### Task requirements
Write the entries out again exactly as they stand, but without the pictures.

======== Records to use

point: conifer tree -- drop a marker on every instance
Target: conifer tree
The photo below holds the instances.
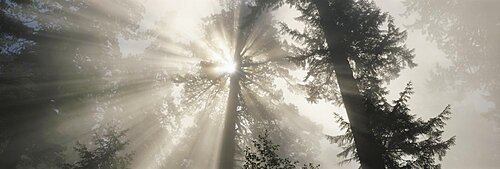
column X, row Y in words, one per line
column 346, row 44
column 108, row 153
column 264, row 154
column 408, row 141
column 252, row 99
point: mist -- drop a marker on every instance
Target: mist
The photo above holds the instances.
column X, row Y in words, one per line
column 157, row 84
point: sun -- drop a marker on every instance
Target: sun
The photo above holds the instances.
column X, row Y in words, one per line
column 226, row 67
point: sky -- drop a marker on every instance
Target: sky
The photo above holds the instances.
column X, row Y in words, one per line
column 477, row 138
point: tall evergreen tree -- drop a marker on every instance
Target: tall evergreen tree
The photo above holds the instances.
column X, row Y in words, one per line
column 60, row 77
column 408, row 142
column 108, row 153
column 259, row 59
column 469, row 41
column 263, row 154
column 349, row 42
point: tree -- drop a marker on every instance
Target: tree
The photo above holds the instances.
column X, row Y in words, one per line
column 407, row 142
column 59, row 76
column 264, row 155
column 250, row 45
column 107, row 154
column 469, row 41
column 350, row 42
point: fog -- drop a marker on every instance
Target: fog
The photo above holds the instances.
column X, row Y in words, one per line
column 163, row 70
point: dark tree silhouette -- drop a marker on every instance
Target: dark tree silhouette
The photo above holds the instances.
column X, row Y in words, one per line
column 56, row 73
column 264, row 154
column 469, row 41
column 255, row 50
column 350, row 42
column 110, row 144
column 408, row 142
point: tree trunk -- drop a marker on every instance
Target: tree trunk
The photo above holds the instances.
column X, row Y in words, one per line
column 369, row 151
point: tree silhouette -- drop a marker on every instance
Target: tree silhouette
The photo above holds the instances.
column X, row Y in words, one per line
column 408, row 142
column 264, row 155
column 107, row 154
column 469, row 41
column 356, row 45
column 58, row 73
column 253, row 48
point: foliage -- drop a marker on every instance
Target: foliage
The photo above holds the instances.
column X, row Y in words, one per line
column 408, row 142
column 260, row 102
column 264, row 155
column 108, row 153
column 467, row 32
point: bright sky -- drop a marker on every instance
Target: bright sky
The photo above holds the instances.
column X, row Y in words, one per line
column 475, row 135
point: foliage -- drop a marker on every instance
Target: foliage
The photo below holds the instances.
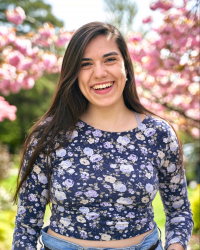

================

### Response for this exercise
point: conifer tree -- drop a marker on every instance
Target: conifer tree
The photo below holds the instances.
column X, row Y in words, one per line
column 346, row 44
column 108, row 153
column 264, row 154
column 408, row 141
column 252, row 99
point: mist -- drop a marker on every instance
Target: mist
The photo above holds the instances.
column X, row Y in words, one per line
column 157, row 84
point: sun -- drop a marker on every instance
Target: sun
The photo above holds the instances.
column X, row Y in words, one per line
column 226, row 67
point: sky -- drop a marker on every instance
Target: sky
The photo above holds the instances.
column X, row Y in words, one per line
column 477, row 138
point: tall evergreen tree -- drop a marker on every instance
Target: tall evergreen tree
The photo above holds the instances.
column X, row Y in words, one per line
column 60, row 77
column 408, row 142
column 108, row 153
column 259, row 59
column 469, row 41
column 263, row 154
column 349, row 42
point: tree -- drop a marker on every instance
Target: tree
The photo above holds the instances.
column X, row Y in words, one per line
column 407, row 142
column 59, row 76
column 264, row 155
column 250, row 45
column 107, row 154
column 469, row 41
column 350, row 42
point: fog -- drop a marker on every instance
Target: fog
The photo above holds the instances.
column X, row Y in words, one per line
column 163, row 70
point: dark tree silhouette -- drop a marker on every instance
Target: dark tree silhouette
The photo above holds the instances.
column X, row Y in words, one per line
column 56, row 73
column 264, row 154
column 469, row 41
column 255, row 50
column 350, row 42
column 110, row 144
column 408, row 142
point: tree trunk -- drop a marker on every instance
Target: tree trunk
The photo above holds the instances.
column X, row Y in words, one per line
column 369, row 151
point: tree silhouette -- drop a marker on every instance
Target: tree silhouette
The photo above holds the instances.
column X, row Y in words, one per line
column 408, row 142
column 264, row 155
column 107, row 154
column 469, row 41
column 356, row 45
column 58, row 73
column 253, row 48
point: foliage -- drop a marker on every instance
Target: foliage
The photo above holds the instances.
column X, row Y in words, one per line
column 408, row 142
column 260, row 102
column 264, row 155
column 108, row 153
column 467, row 32
point: bright sky -- drop a marker on every instance
Target: bright sky
The photo above holds the instances.
column X, row Y in words, one per line
column 475, row 135
point: foliage -- drop a marker on every instance
Target: foliage
The photo below holds the instances.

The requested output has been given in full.